What the task requires:
Here is a listing, set out below; repeat its lines from the one with "Question. Place a dot on every instance of the crystal" to the last, both included, and leave out the pictures.

----------------

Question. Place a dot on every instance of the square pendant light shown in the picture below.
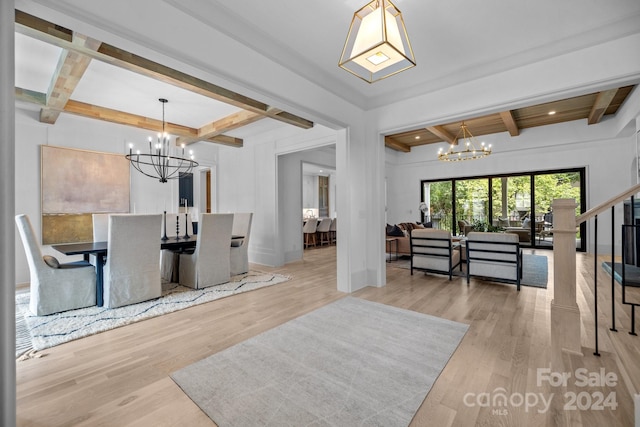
(377, 45)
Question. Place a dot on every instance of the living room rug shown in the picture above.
(40, 332)
(350, 363)
(534, 269)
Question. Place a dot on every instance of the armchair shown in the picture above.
(432, 250)
(132, 273)
(55, 287)
(209, 264)
(464, 227)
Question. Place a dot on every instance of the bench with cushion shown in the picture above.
(494, 256)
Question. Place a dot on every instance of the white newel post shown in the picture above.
(565, 314)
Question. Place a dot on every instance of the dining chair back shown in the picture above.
(323, 231)
(333, 230)
(131, 273)
(55, 287)
(209, 264)
(100, 227)
(239, 257)
(182, 220)
(309, 231)
(169, 259)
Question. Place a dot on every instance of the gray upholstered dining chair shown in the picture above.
(209, 264)
(55, 287)
(309, 231)
(240, 248)
(323, 231)
(131, 273)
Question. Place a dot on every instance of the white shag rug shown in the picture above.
(55, 329)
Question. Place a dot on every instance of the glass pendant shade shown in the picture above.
(377, 45)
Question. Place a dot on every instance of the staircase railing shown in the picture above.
(565, 315)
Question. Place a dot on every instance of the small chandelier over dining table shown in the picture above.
(470, 150)
(163, 161)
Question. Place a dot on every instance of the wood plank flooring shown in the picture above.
(121, 377)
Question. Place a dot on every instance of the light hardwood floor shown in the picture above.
(121, 377)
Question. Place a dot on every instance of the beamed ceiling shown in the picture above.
(227, 112)
(78, 51)
(592, 107)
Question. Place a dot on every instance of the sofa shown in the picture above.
(401, 233)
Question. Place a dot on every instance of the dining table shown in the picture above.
(100, 249)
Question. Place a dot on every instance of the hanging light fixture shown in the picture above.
(469, 150)
(160, 162)
(377, 45)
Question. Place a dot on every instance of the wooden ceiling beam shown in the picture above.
(441, 132)
(62, 37)
(510, 122)
(30, 96)
(70, 69)
(227, 140)
(122, 118)
(600, 105)
(219, 127)
(398, 146)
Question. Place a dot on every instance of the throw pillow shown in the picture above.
(396, 232)
(51, 261)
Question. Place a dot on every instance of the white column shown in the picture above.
(565, 314)
(7, 213)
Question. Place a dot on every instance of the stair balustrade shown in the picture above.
(565, 314)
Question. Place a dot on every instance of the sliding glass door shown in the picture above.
(515, 203)
(439, 196)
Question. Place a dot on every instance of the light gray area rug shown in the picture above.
(55, 329)
(349, 363)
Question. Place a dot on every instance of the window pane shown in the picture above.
(437, 196)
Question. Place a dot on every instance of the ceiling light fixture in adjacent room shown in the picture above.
(469, 151)
(162, 162)
(377, 45)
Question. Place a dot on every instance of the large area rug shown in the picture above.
(534, 269)
(349, 363)
(40, 332)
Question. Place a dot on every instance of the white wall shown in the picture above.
(249, 181)
(147, 195)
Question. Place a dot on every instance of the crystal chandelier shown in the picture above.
(469, 150)
(160, 163)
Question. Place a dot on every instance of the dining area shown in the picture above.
(131, 256)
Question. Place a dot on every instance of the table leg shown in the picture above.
(99, 280)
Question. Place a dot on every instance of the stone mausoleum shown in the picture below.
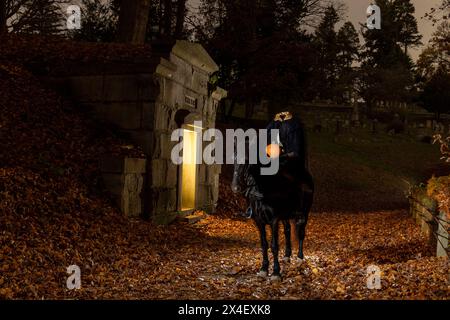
(146, 101)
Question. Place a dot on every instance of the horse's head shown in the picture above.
(239, 184)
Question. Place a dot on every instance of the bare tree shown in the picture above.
(133, 19)
(3, 17)
(33, 16)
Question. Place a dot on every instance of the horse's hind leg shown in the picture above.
(300, 228)
(301, 222)
(287, 239)
(264, 248)
(276, 275)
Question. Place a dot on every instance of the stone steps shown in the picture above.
(193, 218)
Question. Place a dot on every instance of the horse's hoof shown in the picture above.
(275, 278)
(262, 274)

----------------

Expected answer:
Question. Place a dot on every instance of the crystal chandelier shown in the picture above.
(469, 150)
(160, 163)
Question. Place a dot on every instance of the dining area shown in the picture above.
(131, 256)
Question. Place a dot on every instance of the table leg shown in the picture above.
(99, 280)
Question. Place a dot on every instance of the stone mausoleum shown in the picture below.
(146, 101)
Question. Place a dot on every instance of the horse's head shown in the picture above.
(239, 184)
Question. Place a dot on every instance of the bare tree shown in the picture above.
(133, 19)
(3, 17)
(33, 16)
Question. Place a dot on every instance of the horse's hind leg shown in the picture above.
(300, 228)
(301, 222)
(287, 239)
(264, 248)
(276, 275)
Question. Place a dot on every instance of the stone steps shown in the picture above.
(193, 218)
Question. Place a dot on every instance of the horse's hoof shown in the picture above.
(275, 278)
(262, 274)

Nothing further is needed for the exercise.